WHAT IS NEEDED: Could you recast the entire listing below as a numbered list, leaving out any blank lines?

- - -

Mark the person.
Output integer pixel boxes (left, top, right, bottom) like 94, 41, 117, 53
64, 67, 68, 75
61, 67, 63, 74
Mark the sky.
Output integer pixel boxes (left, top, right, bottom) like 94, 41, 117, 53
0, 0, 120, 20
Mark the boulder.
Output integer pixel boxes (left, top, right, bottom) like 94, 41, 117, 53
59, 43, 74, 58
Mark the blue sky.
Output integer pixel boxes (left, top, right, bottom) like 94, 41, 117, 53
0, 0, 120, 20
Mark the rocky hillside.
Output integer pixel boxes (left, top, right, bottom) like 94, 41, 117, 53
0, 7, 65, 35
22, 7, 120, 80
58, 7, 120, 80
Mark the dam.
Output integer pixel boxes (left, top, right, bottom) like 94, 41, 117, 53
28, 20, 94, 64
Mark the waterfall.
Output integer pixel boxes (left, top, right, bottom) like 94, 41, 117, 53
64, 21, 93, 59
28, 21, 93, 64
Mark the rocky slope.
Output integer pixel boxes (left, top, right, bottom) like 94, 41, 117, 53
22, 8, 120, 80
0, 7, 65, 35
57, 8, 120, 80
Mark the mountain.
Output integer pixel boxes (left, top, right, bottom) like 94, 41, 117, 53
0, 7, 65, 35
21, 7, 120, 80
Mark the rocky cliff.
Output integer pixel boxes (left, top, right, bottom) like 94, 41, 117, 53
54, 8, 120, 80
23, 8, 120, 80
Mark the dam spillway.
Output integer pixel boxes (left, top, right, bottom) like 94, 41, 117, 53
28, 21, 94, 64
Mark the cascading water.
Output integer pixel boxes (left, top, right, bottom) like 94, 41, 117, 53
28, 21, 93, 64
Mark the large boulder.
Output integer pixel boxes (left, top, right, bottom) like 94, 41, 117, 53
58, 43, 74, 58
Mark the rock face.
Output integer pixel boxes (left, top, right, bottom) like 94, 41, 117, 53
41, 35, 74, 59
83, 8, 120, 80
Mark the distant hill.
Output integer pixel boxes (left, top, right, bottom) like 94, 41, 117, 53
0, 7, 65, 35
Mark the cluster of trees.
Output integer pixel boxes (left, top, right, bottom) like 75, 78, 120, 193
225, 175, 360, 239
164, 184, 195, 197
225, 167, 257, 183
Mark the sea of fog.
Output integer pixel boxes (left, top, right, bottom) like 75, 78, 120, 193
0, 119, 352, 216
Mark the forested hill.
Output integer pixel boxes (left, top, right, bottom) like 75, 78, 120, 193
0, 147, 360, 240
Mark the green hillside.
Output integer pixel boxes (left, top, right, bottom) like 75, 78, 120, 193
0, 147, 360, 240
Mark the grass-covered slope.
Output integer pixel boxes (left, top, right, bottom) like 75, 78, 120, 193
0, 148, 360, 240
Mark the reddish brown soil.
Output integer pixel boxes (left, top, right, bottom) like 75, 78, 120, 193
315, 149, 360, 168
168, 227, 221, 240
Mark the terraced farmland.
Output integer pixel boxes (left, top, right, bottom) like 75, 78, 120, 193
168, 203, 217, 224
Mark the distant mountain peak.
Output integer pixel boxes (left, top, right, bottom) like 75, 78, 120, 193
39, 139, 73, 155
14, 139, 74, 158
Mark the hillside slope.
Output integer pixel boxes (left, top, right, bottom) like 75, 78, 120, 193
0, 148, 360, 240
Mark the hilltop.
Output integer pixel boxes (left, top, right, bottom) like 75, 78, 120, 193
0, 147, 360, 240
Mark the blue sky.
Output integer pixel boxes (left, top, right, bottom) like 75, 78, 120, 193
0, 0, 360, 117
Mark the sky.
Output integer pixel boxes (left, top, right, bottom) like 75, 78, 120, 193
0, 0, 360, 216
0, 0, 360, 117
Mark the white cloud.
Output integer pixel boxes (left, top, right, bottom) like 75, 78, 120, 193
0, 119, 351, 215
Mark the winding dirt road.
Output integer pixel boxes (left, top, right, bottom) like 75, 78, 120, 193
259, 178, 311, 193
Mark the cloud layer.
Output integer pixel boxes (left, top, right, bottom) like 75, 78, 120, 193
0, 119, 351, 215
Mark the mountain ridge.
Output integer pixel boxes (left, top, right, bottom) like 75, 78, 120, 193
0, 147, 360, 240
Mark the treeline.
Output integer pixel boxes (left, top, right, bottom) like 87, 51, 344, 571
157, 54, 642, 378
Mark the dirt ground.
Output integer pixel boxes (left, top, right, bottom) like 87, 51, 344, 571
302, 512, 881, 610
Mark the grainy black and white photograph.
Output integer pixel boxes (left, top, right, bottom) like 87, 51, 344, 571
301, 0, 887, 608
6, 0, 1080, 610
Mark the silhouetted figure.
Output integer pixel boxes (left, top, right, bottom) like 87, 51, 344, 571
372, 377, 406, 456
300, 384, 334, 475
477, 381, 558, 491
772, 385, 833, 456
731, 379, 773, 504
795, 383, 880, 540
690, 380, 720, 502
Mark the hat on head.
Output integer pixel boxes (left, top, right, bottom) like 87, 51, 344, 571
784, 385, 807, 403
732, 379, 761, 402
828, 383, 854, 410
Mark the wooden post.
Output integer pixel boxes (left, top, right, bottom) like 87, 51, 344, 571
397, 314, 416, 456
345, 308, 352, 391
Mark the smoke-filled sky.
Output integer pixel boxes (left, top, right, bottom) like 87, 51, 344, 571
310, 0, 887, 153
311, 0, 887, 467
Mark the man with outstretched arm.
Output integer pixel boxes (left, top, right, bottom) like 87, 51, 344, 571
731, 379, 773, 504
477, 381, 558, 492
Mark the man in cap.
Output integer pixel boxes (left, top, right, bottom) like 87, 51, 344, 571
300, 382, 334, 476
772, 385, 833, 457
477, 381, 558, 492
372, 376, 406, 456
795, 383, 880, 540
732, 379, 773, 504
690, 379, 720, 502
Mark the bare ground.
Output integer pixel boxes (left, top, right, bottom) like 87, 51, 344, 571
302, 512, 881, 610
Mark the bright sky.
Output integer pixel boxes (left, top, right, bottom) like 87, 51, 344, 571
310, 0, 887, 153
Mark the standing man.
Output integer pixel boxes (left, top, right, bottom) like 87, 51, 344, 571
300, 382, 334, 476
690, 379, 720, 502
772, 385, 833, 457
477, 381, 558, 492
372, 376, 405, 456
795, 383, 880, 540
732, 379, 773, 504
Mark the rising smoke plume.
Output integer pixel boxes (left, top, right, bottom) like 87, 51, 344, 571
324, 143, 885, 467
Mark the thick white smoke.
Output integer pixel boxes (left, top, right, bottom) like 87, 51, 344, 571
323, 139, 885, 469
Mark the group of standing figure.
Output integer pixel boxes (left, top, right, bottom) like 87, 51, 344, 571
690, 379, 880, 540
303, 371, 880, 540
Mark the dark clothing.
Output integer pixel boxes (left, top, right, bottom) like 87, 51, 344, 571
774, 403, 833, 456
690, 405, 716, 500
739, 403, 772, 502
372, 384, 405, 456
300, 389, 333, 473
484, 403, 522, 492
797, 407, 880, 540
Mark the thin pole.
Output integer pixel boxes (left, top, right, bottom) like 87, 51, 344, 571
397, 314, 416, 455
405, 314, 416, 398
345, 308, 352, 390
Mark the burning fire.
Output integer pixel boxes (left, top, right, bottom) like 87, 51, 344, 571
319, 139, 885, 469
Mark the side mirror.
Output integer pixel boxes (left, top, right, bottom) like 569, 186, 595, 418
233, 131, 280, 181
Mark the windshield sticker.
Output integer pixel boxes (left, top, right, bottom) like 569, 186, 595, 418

- - -

SOLUTION FOR THIS EXERCISE:
1. Mark the person.
2. Output integer pixel boxes (left, top, right, bottom) like 94, 41, 117, 53
3. 64, 67, 68, 75
4. 61, 67, 63, 74
5. Mark the sky.
6. Output integer pixel boxes (left, top, right, bottom) like 94, 41, 117, 53
7. 0, 0, 120, 20
8. Mark the boulder.
9. Output integer pixel boxes (left, top, right, bottom) like 94, 41, 117, 53
10. 59, 43, 74, 58
11. Mark the blue sky.
12. Output integer pixel boxes (left, top, right, bottom) like 94, 41, 117, 53
13. 0, 0, 120, 20
14. Mark the rocky hillside.
15. Output integer pixel boxes (left, top, right, bottom) like 94, 41, 117, 53
16. 0, 7, 65, 35
17. 22, 7, 120, 80
18. 58, 7, 120, 80
19. Mark the dam.
20. Output integer pixel boxes (left, top, right, bottom) like 94, 41, 117, 53
21. 28, 20, 94, 64
22. Mark the waterfall.
23. Output integer pixel boxes (left, top, right, bottom) like 94, 41, 117, 53
24. 64, 21, 93, 59
25. 28, 21, 93, 64
26. Mark the rocky slope.
27. Output integer pixel boxes (left, top, right, bottom) like 94, 41, 117, 53
28. 22, 8, 120, 80
29. 0, 7, 65, 35
30. 57, 8, 120, 80
31. Mark the mountain.
32. Output integer pixel boxes (left, top, right, bottom) like 94, 41, 117, 53
33. 0, 7, 65, 35
34. 21, 7, 120, 80
35. Mark the rocky cliff.
36. Output integer pixel boxes (left, top, right, bottom) like 94, 41, 117, 53
37. 54, 8, 120, 80
38. 23, 8, 120, 80
39. Mark the dam spillway.
40. Output integer pixel boxes (left, top, right, bottom) like 94, 41, 117, 53
41. 28, 21, 94, 64
42. Mark the cascading water.
43. Output integer pixel boxes (left, top, right, bottom) like 94, 41, 117, 53
44. 28, 21, 93, 64
45. Mark the large boulder.
46. Output integer pixel boxes (left, top, right, bottom) like 94, 41, 117, 53
47. 58, 43, 74, 58
48. Mark the rock face.
49. Output integer pixel boxes (left, top, right, bottom) like 94, 41, 117, 53
50. 41, 35, 74, 59
51. 83, 8, 120, 80
52. Mark the distant hill.
53. Output integer pixel boxes (left, top, right, bottom) like 94, 41, 117, 53
54. 0, 7, 65, 35
55. Mark the cluster of trees.
56. Output integer pixel boxes (left, top, right, bottom) like 75, 78, 120, 193
57. 225, 175, 360, 239
58. 164, 184, 195, 197
59. 225, 167, 257, 183
60. Mark the sea of fog.
61. Output integer pixel boxes (left, top, right, bottom) like 75, 78, 120, 193
62. 0, 119, 352, 216
63. Mark the forested hill.
64. Output integer pixel boxes (left, top, right, bottom) like 75, 78, 120, 193
65. 0, 147, 360, 240
66. Mark the green hillside.
67. Output integer pixel boxes (left, top, right, bottom) like 75, 78, 120, 193
68. 0, 147, 360, 240
69. Mark the grass-covered slope.
70. Output integer pixel boxes (left, top, right, bottom) like 75, 78, 120, 193
71. 0, 148, 360, 240
72. Mark the reddish brown soil.
73. Output integer pixel boxes (left, top, right, bottom) like 75, 78, 120, 193
74. 315, 149, 360, 168
75. 168, 227, 221, 240
76. Mark the terraced farmland.
77. Output integer pixel boxes (left, top, right, bottom) like 75, 78, 120, 193
78. 168, 203, 217, 224
79. Mark the distant mountain peak.
80. Output integer pixel boxes (left, top, right, bottom) like 75, 78, 120, 193
81. 39, 139, 73, 155
82. 14, 139, 74, 158
83. Mark the hillside slope.
84. Output integer pixel boxes (left, top, right, bottom) like 75, 78, 120, 193
85. 0, 148, 360, 240
86. Mark the hilltop.
87. Output integer pixel boxes (left, top, right, bottom) like 75, 78, 120, 193
88. 0, 147, 360, 240
89. Mark the blue sky.
90. Output integer pixel boxes (left, top, right, bottom) like 75, 78, 120, 193
91. 0, 0, 360, 117
92. Mark the sky.
93. Output integer pixel boxes (left, top, right, bottom) like 75, 78, 120, 193
94. 0, 0, 360, 216
95. 0, 0, 360, 117
96. Mark the white cloud.
97. Output integer pixel boxes (left, top, right, bottom) like 75, 78, 120, 193
98. 0, 119, 351, 215
99. Mark the winding dirt road.
100. Output integer pixel boxes (left, top, right, bottom) like 75, 78, 120, 193
101. 259, 178, 311, 193
102. Mark the cloud layer.
103. Output integer pixel boxes (left, top, right, bottom) like 75, 78, 120, 193
104. 0, 119, 351, 215
105. Mark the mountain ridge.
106. Output integer pixel boxes (left, top, right, bottom) like 75, 78, 120, 193
107. 0, 147, 360, 240
108. Mark the treeline.
109. Output integer pixel boxes (left, top, right, bottom) like 87, 51, 344, 571
110. 157, 54, 642, 378
111. Mark the dirt ground.
112. Output integer pixel boxes (left, top, right, bottom) like 87, 51, 344, 571
113. 302, 512, 881, 610
114. Mark the grainy black and white photograph.
115. Output integer pixel boxes (left, top, right, bottom) like 87, 51, 344, 571
116. 301, 0, 887, 608
117. 6, 0, 1080, 610
118. Mark the silhouetted figure.
119. Output integer pixel boxes (left, top, right, bottom) like 87, 51, 344, 571
120. 372, 377, 406, 456
121. 300, 384, 334, 475
122. 477, 381, 558, 491
123. 772, 385, 833, 456
124. 731, 379, 773, 504
125. 795, 383, 880, 540
126. 690, 380, 720, 502
127. Mark the hat on head.
128. Output integer pixel boxes (left, top, right, bottom) like 87, 51, 344, 571
129. 784, 385, 807, 403
130. 732, 379, 761, 402
131. 828, 383, 854, 410
132. Mark the wooden post.
133. Output integer pixel boxes (left, top, right, bottom) like 87, 51, 344, 571
134. 397, 314, 416, 456
135. 345, 308, 352, 391
136. Mark the smoke-filled sky.
137. Output integer pixel boxes (left, top, right, bottom) like 87, 51, 344, 571
138. 310, 0, 887, 153
139. 311, 0, 887, 467
140. Mark the man with outstretched arm.
141. Output integer pixel boxes (left, top, right, bottom) like 87, 51, 344, 571
142. 731, 379, 773, 504
143. 477, 381, 558, 492
144. Mark the man in cap.
145. Output integer pixel boxes (left, top, right, bottom) like 87, 51, 344, 571
146. 300, 382, 334, 476
147. 772, 385, 833, 457
148. 477, 381, 558, 492
149. 372, 376, 406, 456
150. 795, 383, 880, 540
151. 732, 379, 773, 504
152. 690, 379, 720, 502
153. Mark the bare ground.
154. Output integer pixel boxes (left, top, right, bottom) like 87, 51, 344, 571
155. 302, 512, 881, 610
156. Mark the bright sky.
157. Output integer pixel boxes (left, top, right, bottom) like 87, 51, 344, 571
158. 310, 0, 887, 153
159. Mark the standing man.
160. Output integer pixel boxes (left, top, right, bottom) like 87, 51, 344, 571
161. 300, 382, 334, 476
162. 690, 379, 720, 502
163. 772, 385, 833, 457
164. 477, 381, 558, 492
165. 372, 376, 405, 456
166. 795, 383, 880, 540
167. 732, 379, 773, 504
168. Mark the rising smoke plume.
169. Output integer pixel boxes (left, top, right, bottom) like 87, 51, 344, 571
170. 324, 143, 885, 467
171. Mark the thick white smoke.
172. Output integer pixel boxes (left, top, right, bottom) like 87, 51, 344, 571
173. 323, 139, 885, 469
174. Mark the group of standing figure.
175. Output integer pixel boxes (left, top, right, bottom) like 87, 51, 344, 571
176. 690, 379, 880, 540
177. 303, 371, 880, 540
178. Mark the dark clothing.
179. Output integer pixel boxes (left, top, right, bottom) like 87, 51, 344, 571
180. 774, 403, 833, 456
181. 690, 405, 716, 500
182. 739, 403, 772, 502
183. 372, 384, 405, 456
184. 300, 389, 333, 473
185. 484, 403, 522, 492
186. 797, 407, 880, 540
187. Mark the thin pole.
188. Output integer pixel boxes (left, top, right, bottom) like 87, 51, 344, 571
189. 397, 314, 416, 455
190. 405, 314, 416, 398
191. 345, 308, 352, 390
192. Mark the burning fire.
193. Output integer pixel boxes (left, top, right, bottom) like 87, 51, 344, 571
194. 319, 139, 885, 469
195. Mark the side mirror.
196. Output integer pixel boxes (left, top, right, bottom) like 569, 186, 595, 418
197. 233, 131, 280, 181
198. Mark the windshield sticker.
199. Output integer pixel boxes (left, top, right, bottom) like 569, 186, 595, 418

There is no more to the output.